Source extract ::
§
Attack In Black formed soon after, but Romano never lost the desire to write and perform on his own. When he set out to make his solo debut during a break in AIB’s schedule, he went back to his old house to record. Yet, unbeknownst to him, another family member had slated to tear it down, and Romano returned one day to find an empty lot. Needless to say, the tapes he was working on were also destroyed.
Instead of re-recording what he’d already done, Romano started from scratch, with the end result being Workin’ For The Music Man. “Really it was a blessing in disguise, as they say, because the twelve songs I’d written before were dark and depressing and something about the old house being torn down was sort of a relief.”
He concludes, “At the moment I realized the recordings were gone I also realized it was the same thing with the music I’d been writing the last seven years. As soon as a song was completed it was forgotten — never the same as it was in the form it took up in completion. To this day, I wish every record I ever made could be buried somewhere.”
It has long been contended that some of the best songs ever made tell a story and that is a reasonable assertion, but the truth is that sometimes there’s a little more to it than that. Sometimes what really makes a song stick with people is a combination of the images created by the lyrics and the character of the music, with some additional knowledge of the auteur; it’s less tangible, but sometimes that is the truly enduring quality of it. In effect, while the songs on a given album might be really good, they are complimented by the stories surrounding both the song and the artist and listeners find themselves smiling as they think of the correlation between the artist and the situation that the artist was in which ultimately yielded or inspired the song. Some would say that’s how legends get made.
§
Things to do ::
• 1. In the text about Romano's solo album, what did Romano find when he returned to his old house one day?
• 2. Revise the text about Romano's solo album by writing it out again, starting with "Attack In Black" and going on through "were also destroyed.", with "tapes" replaced by "recordings".
• 3. Do these statements agree with the text about Romano's solo album? (a) Romano's solo work ended up as Workin' For The Music Man. (b) Romano re-recorded the material that was lost with the house. (c) The twelve songs Romano had written before were upbeat. For each, answer yes or no and quote the deciding words.

(Object pointing dataset rows)
§
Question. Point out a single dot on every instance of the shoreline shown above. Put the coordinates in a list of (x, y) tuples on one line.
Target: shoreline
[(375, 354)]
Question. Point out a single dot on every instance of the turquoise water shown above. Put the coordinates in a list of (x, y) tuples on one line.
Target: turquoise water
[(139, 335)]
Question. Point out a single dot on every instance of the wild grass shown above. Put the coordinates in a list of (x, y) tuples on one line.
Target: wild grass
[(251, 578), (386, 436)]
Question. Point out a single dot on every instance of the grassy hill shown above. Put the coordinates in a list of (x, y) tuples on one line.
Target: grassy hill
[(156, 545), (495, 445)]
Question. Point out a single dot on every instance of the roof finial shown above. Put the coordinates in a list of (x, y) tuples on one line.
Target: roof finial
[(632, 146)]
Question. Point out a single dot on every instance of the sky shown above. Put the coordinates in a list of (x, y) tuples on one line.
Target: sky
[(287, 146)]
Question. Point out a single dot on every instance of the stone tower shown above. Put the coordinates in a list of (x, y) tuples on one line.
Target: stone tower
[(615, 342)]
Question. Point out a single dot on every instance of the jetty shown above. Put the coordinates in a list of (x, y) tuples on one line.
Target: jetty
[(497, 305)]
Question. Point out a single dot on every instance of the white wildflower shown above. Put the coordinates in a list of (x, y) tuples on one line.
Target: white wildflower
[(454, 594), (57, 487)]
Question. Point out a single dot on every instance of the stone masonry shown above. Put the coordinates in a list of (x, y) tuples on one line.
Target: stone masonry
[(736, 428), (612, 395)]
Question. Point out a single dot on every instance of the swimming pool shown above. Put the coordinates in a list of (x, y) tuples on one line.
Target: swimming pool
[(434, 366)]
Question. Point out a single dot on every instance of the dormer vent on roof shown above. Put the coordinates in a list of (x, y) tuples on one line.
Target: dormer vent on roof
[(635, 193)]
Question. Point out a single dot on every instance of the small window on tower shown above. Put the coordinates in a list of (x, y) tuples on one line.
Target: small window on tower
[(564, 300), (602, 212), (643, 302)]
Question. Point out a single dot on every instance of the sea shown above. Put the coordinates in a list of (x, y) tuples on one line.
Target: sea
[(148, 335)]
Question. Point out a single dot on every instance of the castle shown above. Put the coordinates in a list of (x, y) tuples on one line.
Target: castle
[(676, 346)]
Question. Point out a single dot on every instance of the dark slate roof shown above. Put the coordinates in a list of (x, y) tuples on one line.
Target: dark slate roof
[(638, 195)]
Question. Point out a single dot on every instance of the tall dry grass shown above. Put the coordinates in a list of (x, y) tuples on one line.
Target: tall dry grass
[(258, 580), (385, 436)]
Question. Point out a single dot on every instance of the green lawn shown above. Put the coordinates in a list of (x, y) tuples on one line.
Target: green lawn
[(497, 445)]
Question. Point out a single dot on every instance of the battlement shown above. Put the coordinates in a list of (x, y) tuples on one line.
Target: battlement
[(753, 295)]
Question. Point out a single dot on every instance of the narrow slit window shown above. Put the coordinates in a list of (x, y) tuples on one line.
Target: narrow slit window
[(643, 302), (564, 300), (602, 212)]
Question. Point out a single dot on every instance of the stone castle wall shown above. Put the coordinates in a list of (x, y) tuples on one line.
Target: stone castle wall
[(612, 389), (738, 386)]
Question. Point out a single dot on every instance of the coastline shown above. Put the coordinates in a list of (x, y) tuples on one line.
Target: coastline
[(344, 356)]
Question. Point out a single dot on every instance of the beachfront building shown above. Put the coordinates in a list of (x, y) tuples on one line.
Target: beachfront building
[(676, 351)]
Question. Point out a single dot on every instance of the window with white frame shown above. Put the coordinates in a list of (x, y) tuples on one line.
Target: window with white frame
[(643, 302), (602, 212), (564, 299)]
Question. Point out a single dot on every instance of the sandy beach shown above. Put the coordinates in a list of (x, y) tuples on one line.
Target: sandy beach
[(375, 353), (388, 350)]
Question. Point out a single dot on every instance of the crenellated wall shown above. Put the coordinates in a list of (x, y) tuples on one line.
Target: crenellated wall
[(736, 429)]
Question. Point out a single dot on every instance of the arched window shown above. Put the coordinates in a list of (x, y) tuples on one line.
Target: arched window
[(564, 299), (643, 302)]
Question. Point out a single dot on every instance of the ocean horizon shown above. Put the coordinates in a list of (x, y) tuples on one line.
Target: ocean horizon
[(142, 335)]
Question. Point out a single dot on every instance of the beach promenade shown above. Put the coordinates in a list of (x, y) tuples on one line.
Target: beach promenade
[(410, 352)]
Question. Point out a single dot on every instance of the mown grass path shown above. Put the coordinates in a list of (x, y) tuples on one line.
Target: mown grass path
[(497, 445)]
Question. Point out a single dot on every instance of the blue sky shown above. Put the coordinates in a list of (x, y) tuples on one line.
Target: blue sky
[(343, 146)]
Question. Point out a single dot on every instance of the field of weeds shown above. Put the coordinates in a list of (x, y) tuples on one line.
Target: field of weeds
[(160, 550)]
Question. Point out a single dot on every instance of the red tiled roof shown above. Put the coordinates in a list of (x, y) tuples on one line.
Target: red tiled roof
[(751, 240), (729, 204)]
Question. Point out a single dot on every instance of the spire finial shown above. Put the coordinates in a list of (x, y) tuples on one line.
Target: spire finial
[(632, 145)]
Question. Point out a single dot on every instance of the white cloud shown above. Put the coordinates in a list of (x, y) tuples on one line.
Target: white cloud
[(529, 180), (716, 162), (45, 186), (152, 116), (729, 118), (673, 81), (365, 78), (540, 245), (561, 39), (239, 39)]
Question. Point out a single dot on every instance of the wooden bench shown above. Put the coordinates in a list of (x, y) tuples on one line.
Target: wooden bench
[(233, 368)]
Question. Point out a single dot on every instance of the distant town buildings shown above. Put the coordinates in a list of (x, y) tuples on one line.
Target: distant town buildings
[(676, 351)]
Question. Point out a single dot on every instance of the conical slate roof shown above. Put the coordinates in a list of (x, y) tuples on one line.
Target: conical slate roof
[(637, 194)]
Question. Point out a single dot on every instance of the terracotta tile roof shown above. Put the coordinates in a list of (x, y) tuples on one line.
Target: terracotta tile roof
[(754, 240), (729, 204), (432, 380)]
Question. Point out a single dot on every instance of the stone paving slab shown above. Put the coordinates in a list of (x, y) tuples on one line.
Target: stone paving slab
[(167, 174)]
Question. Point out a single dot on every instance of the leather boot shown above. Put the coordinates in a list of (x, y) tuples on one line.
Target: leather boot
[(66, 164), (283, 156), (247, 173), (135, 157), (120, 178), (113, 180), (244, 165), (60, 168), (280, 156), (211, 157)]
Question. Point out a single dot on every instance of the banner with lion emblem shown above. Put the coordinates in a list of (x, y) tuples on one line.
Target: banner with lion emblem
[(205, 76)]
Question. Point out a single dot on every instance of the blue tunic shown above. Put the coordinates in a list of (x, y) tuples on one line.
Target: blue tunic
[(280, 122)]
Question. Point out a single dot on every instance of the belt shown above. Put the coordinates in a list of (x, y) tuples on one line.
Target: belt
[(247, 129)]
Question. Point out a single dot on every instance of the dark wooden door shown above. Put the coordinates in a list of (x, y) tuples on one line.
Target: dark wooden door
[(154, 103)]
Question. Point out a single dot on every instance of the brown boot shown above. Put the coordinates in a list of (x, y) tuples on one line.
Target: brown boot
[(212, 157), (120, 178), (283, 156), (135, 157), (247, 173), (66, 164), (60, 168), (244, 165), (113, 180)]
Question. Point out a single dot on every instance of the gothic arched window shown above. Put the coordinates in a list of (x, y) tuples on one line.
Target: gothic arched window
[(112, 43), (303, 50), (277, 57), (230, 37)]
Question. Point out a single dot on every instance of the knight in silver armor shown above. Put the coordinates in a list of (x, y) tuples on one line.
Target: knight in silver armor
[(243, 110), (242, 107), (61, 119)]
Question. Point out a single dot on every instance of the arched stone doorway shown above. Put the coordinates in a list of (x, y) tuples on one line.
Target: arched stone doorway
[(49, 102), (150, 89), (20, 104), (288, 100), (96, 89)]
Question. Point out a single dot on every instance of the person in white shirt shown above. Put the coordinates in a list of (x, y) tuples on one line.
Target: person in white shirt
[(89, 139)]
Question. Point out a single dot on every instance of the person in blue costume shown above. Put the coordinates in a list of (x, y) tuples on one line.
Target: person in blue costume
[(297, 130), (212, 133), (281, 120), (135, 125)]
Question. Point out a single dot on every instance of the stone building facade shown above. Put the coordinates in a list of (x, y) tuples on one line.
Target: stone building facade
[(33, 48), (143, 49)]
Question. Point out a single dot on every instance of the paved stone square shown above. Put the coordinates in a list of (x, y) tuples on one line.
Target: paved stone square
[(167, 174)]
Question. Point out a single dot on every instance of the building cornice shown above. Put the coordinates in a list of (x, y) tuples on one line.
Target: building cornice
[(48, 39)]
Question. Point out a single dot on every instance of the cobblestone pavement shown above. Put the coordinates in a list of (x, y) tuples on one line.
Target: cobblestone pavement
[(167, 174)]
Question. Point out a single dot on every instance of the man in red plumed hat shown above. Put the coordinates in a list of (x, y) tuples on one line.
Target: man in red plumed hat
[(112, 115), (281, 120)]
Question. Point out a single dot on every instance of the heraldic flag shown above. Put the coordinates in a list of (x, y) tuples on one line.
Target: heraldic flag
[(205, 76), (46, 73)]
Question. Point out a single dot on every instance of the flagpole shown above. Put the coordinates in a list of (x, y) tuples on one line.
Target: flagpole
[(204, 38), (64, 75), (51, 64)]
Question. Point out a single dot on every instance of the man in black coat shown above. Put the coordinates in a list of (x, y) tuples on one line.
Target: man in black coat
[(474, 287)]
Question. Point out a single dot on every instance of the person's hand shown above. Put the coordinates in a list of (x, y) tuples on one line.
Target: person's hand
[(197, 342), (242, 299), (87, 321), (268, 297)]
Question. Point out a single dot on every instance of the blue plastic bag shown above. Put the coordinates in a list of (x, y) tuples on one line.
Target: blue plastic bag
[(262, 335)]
§
Task responses ::
• 1. An empty lot.

• 2.
Attack In Black formed soon after, but Romano never lost the desire to write and perform on his own. When he set out to make his solo debut during a break in AIB’s schedule, he went back to his old house to record. Yet, unbeknownst to him, another family member had slated to tear it down, and Romano returned one day to find an empty lot. Needless to say, the recordings he was working on were also destroyed.

• 3.
(a) Yes: "with the end result being Workin’ For The Music Man"
(b) No: "Instead of re-recording what he’d already done, Romano started from scratch"
(c) No: "the twelve songs I’d written before were dark and depressing"